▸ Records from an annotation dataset
+++++
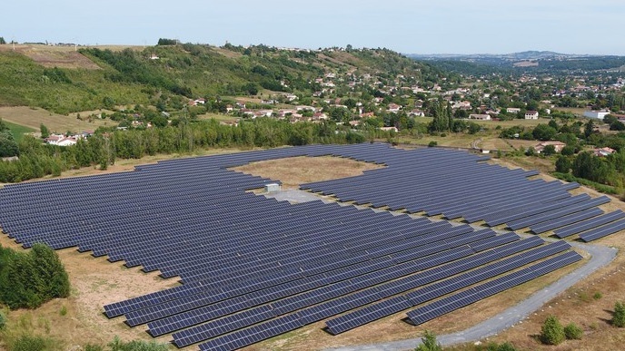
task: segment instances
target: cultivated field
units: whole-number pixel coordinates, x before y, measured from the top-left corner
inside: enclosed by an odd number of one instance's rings
[[[81,114],[86,117],[86,114]],[[99,126],[113,126],[116,123],[111,120],[93,119],[92,122],[79,120],[75,114],[64,116],[35,107],[0,107],[0,118],[12,123],[24,125],[39,131],[44,123],[51,132],[65,133],[68,131],[80,132],[94,131]]]
[[[97,45],[102,50],[121,51],[125,48],[142,49],[141,46]],[[83,56],[74,46],[48,46],[43,44],[6,44],[0,45],[0,51],[15,51],[23,54],[44,67],[67,69],[99,70],[100,66]]]

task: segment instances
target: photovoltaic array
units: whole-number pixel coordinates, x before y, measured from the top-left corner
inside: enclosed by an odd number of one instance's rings
[[[385,144],[312,145],[161,161],[135,171],[0,190],[3,230],[25,247],[78,247],[183,285],[104,307],[180,347],[236,349],[325,320],[339,334],[412,309],[423,323],[580,260],[564,241],[358,210],[290,204],[245,190],[275,180],[229,171],[325,156],[384,164],[303,186],[342,201],[597,239],[622,229],[607,198],[575,183],[480,162],[481,156]],[[571,225],[583,223],[575,232]]]

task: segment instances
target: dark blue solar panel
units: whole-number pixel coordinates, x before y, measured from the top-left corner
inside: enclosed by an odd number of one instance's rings
[[[587,220],[595,219],[586,216],[598,212],[581,207],[601,200],[571,197],[568,190],[576,184],[529,180],[535,172],[480,162],[486,158],[466,152],[379,143],[310,145],[7,185],[0,190],[0,224],[25,247],[77,247],[127,267],[158,270],[164,278],[180,277],[181,287],[106,305],[104,313],[124,315],[130,326],[147,323],[154,336],[174,333],[178,346],[209,340],[203,348],[223,349],[354,308],[361,314],[356,324],[362,325],[396,313],[406,301],[398,294],[542,244],[539,238],[519,240],[513,233],[495,235],[488,229],[321,200],[292,205],[245,192],[274,180],[227,170],[324,155],[384,168],[303,189],[409,213],[491,223],[531,220],[537,229],[582,220],[586,228]],[[441,179],[445,187],[440,186]],[[558,210],[564,207],[576,211]],[[389,306],[374,308],[380,299]],[[355,325],[345,319],[330,331],[346,326]]]

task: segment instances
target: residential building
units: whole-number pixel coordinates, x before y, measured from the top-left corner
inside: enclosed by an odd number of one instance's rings
[[[597,118],[602,120],[605,116],[610,114],[610,111],[600,110],[600,111],[585,111],[584,117],[588,118]]]
[[[526,120],[538,120],[538,111],[528,111],[525,112]]]

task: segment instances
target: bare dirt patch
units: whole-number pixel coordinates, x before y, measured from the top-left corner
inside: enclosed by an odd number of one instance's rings
[[[383,166],[340,157],[289,157],[263,161],[232,170],[280,180],[284,189],[298,189],[300,184],[353,177]]]
[[[14,50],[13,45],[0,45],[0,50]],[[44,67],[99,70],[100,66],[83,56],[74,46],[15,45],[15,51],[30,57]]]

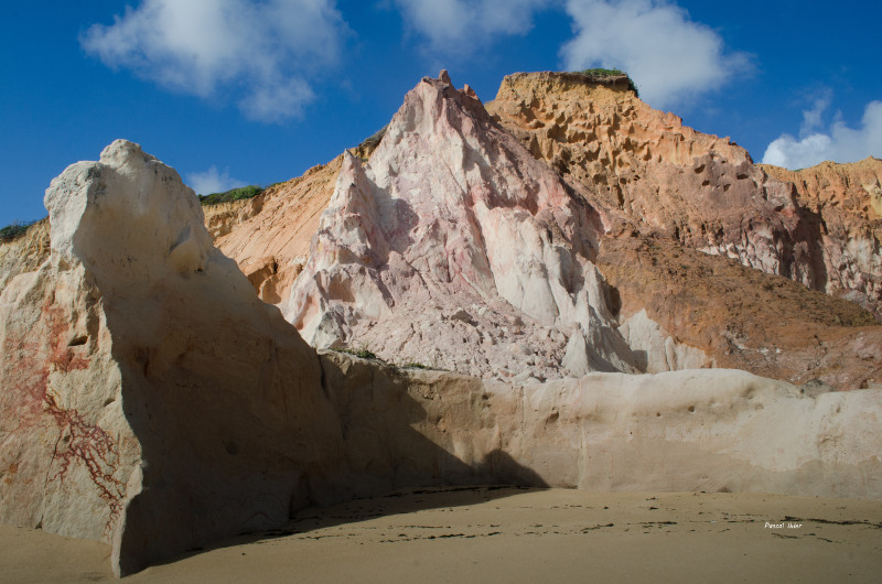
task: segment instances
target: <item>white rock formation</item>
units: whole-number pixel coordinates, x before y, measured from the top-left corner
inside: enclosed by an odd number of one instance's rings
[[[732,370],[510,385],[319,356],[137,144],[72,165],[45,201],[50,258],[0,295],[0,520],[110,541],[117,574],[418,485],[882,499],[878,388],[807,397]]]
[[[634,371],[591,261],[603,230],[442,72],[344,161],[284,314],[316,347],[483,377]]]

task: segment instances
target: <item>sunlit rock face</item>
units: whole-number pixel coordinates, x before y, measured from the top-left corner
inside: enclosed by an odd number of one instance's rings
[[[882,322],[882,160],[787,171],[762,165],[793,183],[797,201],[816,224],[828,294],[872,311]]]
[[[633,371],[592,263],[604,229],[443,73],[407,95],[369,162],[344,161],[284,313],[318,347],[398,363]]]
[[[119,573],[286,521],[340,451],[314,352],[137,144],[45,203],[50,257],[0,300],[0,518],[111,541]]]

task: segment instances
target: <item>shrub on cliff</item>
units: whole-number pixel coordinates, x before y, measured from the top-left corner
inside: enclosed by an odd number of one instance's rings
[[[627,77],[627,88],[634,91],[634,95],[639,97],[641,94],[637,91],[637,86],[634,85],[634,80],[631,76],[621,69],[604,69],[601,67],[593,68],[593,69],[582,69],[577,71],[579,75],[584,75],[585,77],[593,77],[595,79],[605,79],[607,77]]]
[[[31,227],[36,221],[14,221],[11,225],[7,225],[2,229],[0,229],[0,241],[12,241],[13,239],[18,239],[19,237],[23,236],[28,232],[28,228]]]
[[[230,201],[239,201],[243,198],[251,198],[260,193],[262,193],[265,188],[260,185],[251,184],[248,186],[240,186],[238,188],[232,188],[230,191],[226,191],[224,193],[212,193],[211,195],[200,195],[200,203],[203,205],[217,205],[218,203],[229,203]]]

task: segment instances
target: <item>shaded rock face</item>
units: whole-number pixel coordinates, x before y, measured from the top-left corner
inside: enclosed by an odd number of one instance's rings
[[[340,448],[321,367],[192,191],[117,141],[46,206],[50,259],[2,295],[3,519],[112,541],[119,573],[287,520]]]
[[[263,302],[281,304],[290,295],[342,163],[343,155],[255,198],[206,207],[215,245],[236,259]]]
[[[606,237],[596,262],[635,354],[634,324],[648,320],[681,343],[655,355],[687,367],[682,352],[696,347],[718,367],[792,383],[845,390],[882,379],[882,326],[852,302],[664,237]]]
[[[623,229],[658,231],[813,290],[882,305],[871,215],[878,172],[853,181],[849,196],[864,213],[843,220],[835,203],[819,203],[841,198],[836,186],[807,179],[818,195],[805,197],[810,188],[794,186],[796,176],[766,174],[728,139],[684,127],[621,88],[572,74],[515,74],[487,109]],[[850,172],[840,169],[840,184],[851,183]]]
[[[407,95],[367,164],[344,160],[284,314],[318,347],[477,376],[633,371],[592,262],[603,231],[444,73]]]
[[[652,110],[624,86],[571,74],[507,77],[490,111],[561,181],[525,158],[470,93],[445,85],[420,84],[390,125],[394,139],[381,132],[358,158],[344,154],[259,206],[247,204],[237,213],[256,214],[218,237],[261,298],[278,302],[311,344],[483,377],[717,365],[838,389],[880,379],[872,359],[857,357],[867,350],[843,340],[858,338],[853,327],[873,324],[869,315],[830,298],[808,300],[728,261],[818,288],[813,279],[832,273],[831,261],[852,261],[837,260],[824,235],[839,225],[845,212],[836,209],[847,208],[837,241],[847,241],[849,258],[869,258],[854,273],[871,290],[878,218],[875,198],[867,203],[861,193],[874,192],[872,161],[830,165],[827,179],[795,187],[763,173],[730,141]],[[431,99],[417,97],[429,90]],[[536,187],[537,177],[562,184],[564,203],[555,198],[557,186]],[[582,208],[587,219],[579,218]],[[300,273],[306,236],[319,229],[301,280],[277,285]],[[579,239],[587,241],[581,249]],[[603,275],[580,283],[579,268],[568,263],[596,266]],[[294,268],[286,272],[286,264]],[[718,272],[727,275],[714,282]],[[836,293],[824,279],[828,292],[873,310],[863,292]],[[589,290],[588,327],[584,303],[573,299],[580,286]],[[765,299],[762,310],[747,311],[755,303],[738,299],[756,286],[751,298]],[[713,307],[696,310],[703,305]],[[591,311],[600,326],[592,327]],[[872,353],[879,331],[860,333]]]
[[[512,385],[316,355],[137,144],[69,166],[45,202],[51,253],[0,295],[0,519],[110,541],[117,574],[418,485],[882,499],[882,389]]]

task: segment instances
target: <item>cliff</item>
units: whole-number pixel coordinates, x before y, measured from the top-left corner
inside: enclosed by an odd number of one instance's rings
+++++
Gather every line above that contains the word "item" and copy each one in full.

target: <item>white rock formation</item>
target: <item>sunlit rock face</item>
target: <item>shrub on cliff</item>
target: <item>shaded rock face</item>
target: <item>cliff</item>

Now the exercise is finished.